--- BEGIN Supplied records ---

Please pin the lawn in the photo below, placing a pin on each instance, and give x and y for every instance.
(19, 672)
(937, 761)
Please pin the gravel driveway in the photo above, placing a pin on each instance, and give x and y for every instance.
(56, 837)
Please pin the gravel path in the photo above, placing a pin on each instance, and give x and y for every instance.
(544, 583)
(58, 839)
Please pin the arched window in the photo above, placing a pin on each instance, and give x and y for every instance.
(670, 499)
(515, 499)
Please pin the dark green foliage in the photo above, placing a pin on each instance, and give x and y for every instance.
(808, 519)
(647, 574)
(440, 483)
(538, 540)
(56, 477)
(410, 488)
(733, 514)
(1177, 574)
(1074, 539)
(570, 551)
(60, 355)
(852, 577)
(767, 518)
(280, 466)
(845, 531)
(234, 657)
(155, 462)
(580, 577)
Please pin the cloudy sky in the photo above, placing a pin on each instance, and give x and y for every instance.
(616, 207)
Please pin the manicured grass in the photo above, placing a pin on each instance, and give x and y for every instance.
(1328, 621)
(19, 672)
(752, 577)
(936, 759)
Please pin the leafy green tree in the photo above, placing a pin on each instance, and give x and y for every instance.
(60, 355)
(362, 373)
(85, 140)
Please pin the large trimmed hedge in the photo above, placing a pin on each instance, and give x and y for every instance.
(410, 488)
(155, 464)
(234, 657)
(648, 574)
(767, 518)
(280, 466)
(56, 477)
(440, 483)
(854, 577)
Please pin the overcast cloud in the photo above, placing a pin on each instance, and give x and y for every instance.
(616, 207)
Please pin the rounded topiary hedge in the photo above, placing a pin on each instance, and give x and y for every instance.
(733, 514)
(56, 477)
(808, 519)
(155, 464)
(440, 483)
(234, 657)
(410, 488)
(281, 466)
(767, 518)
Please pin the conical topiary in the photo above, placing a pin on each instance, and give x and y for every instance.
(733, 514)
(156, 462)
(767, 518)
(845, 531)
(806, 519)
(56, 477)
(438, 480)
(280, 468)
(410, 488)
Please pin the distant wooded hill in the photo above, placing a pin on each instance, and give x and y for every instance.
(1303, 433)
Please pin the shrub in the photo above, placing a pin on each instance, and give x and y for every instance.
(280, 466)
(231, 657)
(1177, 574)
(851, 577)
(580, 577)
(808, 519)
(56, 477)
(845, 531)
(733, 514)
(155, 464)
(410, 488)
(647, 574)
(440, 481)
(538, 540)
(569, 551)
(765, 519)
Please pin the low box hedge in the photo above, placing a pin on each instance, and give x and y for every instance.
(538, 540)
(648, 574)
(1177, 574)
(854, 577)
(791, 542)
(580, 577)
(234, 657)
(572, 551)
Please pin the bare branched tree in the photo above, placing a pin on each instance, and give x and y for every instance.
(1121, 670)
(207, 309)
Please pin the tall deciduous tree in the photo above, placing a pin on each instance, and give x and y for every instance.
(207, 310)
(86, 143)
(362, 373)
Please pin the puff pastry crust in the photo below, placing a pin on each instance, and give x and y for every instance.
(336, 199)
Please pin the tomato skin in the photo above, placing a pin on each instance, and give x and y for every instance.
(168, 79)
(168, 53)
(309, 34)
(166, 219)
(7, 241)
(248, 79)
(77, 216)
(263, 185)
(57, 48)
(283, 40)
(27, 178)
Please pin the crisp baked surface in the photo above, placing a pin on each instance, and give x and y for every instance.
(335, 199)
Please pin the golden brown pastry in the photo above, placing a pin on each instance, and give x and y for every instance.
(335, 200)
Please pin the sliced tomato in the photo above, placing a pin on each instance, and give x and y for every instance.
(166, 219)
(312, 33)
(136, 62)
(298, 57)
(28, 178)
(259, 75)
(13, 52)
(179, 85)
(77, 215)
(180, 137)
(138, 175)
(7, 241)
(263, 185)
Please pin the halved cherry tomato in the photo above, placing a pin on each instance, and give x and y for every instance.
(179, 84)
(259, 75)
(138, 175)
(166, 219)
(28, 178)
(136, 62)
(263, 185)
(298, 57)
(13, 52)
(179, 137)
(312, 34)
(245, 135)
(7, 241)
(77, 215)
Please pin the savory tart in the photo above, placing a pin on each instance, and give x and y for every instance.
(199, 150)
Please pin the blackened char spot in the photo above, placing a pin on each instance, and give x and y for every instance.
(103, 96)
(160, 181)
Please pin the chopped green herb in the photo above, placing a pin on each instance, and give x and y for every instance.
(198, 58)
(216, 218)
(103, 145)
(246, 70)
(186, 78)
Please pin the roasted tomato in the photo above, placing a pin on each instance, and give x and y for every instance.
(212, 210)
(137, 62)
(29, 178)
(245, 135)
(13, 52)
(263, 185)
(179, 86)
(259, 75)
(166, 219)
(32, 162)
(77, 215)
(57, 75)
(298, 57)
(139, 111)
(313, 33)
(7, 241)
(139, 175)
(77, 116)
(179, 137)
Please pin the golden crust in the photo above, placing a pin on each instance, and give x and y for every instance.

--- END Supplied records ---
--- BEGIN Supplied records ---

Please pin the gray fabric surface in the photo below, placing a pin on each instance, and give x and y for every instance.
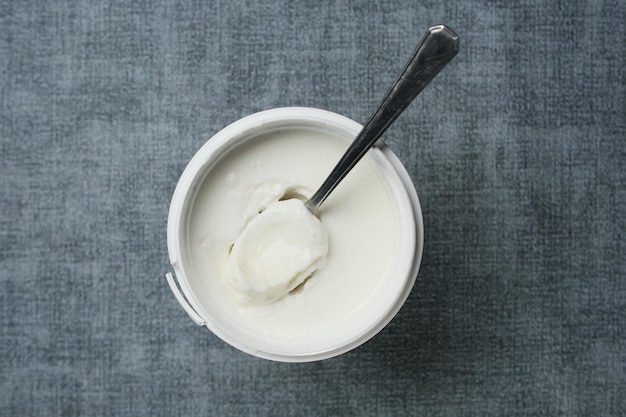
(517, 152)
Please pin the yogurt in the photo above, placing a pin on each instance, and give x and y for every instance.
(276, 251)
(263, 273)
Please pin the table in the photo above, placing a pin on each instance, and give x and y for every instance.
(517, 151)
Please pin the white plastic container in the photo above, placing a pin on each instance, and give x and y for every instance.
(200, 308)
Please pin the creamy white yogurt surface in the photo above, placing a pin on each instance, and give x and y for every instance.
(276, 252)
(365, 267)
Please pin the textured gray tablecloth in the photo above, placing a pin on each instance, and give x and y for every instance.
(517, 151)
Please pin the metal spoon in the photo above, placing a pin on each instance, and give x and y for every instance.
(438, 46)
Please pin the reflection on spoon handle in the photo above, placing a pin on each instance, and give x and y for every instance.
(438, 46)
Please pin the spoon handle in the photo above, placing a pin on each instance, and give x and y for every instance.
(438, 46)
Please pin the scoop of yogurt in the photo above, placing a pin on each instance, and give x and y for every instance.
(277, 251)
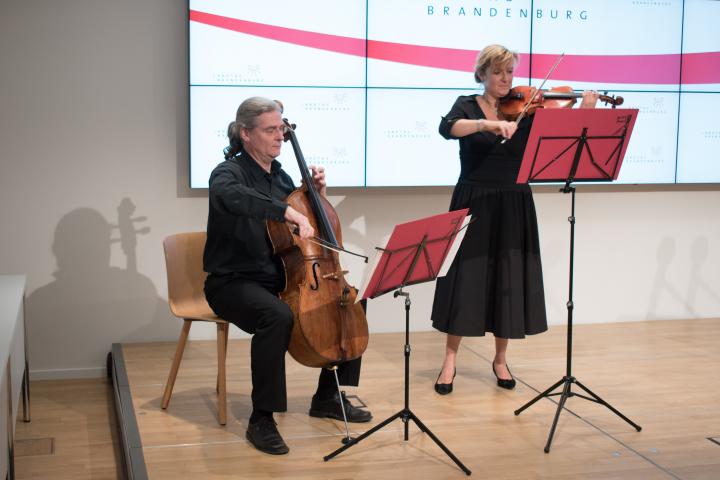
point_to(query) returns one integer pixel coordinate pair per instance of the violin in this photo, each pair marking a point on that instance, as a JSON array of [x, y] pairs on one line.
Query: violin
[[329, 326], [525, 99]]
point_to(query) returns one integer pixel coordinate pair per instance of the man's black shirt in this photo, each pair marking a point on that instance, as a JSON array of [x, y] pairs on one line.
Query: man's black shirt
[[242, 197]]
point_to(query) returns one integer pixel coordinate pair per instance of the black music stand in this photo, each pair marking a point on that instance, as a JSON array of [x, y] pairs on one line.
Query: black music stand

--- END Supplied records ---
--- BEGIN Supplied records ---

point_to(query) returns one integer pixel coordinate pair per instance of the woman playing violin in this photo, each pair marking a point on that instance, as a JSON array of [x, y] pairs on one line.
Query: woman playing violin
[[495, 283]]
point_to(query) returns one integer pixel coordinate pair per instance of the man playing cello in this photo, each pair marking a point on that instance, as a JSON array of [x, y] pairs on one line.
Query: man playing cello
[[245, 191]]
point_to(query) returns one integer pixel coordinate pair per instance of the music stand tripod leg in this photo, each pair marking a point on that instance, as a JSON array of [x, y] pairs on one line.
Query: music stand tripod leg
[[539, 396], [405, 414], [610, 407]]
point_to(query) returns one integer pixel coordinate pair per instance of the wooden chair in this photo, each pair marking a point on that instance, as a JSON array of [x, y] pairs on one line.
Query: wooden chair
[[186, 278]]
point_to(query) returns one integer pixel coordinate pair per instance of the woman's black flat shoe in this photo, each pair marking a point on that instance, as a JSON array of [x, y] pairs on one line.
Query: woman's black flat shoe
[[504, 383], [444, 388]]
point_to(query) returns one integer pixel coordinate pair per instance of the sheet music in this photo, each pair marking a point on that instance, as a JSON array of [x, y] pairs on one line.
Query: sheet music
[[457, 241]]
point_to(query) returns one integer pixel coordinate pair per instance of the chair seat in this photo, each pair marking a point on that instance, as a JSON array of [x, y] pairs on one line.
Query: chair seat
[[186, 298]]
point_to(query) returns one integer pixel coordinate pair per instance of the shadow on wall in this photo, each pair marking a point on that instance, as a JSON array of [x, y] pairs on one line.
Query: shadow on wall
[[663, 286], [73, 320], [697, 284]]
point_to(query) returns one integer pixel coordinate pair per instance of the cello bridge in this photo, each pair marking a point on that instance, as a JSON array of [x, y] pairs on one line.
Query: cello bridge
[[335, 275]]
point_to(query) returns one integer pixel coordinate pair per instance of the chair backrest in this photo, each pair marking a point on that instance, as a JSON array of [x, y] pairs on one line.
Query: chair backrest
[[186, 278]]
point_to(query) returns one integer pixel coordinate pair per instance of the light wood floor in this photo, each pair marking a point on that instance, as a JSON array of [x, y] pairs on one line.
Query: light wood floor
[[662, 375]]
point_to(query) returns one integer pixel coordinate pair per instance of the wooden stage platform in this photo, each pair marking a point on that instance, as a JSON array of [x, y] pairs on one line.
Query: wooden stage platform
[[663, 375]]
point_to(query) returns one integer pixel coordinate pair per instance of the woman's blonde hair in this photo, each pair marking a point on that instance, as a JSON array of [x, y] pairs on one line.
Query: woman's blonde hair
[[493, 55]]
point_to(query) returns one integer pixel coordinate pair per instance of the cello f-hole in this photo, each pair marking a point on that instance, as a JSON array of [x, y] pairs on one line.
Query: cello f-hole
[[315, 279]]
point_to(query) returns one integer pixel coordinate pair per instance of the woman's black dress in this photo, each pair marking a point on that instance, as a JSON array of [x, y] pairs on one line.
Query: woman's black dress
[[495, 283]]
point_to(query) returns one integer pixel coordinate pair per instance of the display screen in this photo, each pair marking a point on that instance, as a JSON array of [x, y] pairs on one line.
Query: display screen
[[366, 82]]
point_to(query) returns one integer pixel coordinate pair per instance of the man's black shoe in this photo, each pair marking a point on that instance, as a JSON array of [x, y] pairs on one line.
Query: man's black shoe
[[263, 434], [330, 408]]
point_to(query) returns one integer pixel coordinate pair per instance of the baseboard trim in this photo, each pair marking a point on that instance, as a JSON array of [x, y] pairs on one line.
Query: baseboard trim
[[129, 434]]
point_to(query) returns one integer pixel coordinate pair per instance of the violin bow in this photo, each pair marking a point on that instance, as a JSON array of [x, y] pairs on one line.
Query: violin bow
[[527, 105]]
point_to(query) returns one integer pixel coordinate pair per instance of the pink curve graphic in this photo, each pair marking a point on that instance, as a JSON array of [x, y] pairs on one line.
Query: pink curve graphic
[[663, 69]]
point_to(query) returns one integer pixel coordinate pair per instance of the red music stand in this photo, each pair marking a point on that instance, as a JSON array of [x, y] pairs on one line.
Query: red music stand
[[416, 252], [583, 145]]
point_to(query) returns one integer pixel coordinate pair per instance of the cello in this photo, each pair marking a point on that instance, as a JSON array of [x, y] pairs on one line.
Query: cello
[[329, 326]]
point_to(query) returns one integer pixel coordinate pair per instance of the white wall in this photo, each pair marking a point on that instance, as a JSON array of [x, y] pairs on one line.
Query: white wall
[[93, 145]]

--- END Supplied records ---

**Request**
Could you copy, word for word, the lines above from the one containing "of the black" through the one containing "Query: black music stand", including both of those lines?

**Response to the exercise**
point_to(query) returns one integer pixel coordinate pair per instance of the black music stand in this photo, each pair marking a point on that instance, as a JSON array of [x, y] pairs on one line.
Query: black music stand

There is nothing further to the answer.